(TASK BRIEF):
Nothing but the lines below from the one holding "of the racket" up to and including the one holding "Target: smiling woman" should be copied, exactly and without pictures.

(RECORDS FOR PROCESSING):
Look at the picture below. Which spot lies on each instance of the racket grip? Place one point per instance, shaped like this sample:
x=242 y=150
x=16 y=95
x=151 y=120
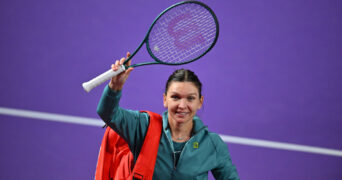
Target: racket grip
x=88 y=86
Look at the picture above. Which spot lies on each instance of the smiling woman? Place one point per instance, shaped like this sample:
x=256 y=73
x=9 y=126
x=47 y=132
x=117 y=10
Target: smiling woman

---

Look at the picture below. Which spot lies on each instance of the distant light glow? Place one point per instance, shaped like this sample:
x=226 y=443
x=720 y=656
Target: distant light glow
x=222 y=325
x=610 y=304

(TASK ANSWER):
Look at the picture below. Which spot lies on each instance of the racket grip? Place one point per instance, shaped like this sample:
x=242 y=150
x=16 y=95
x=151 y=120
Target: racket grip
x=88 y=86
Look at the picture above. Which spot lies on each instance of the smiling woman? Place one point per instance, shaped like this sample:
x=256 y=73
x=9 y=126
x=47 y=132
x=117 y=10
Target: smiling woman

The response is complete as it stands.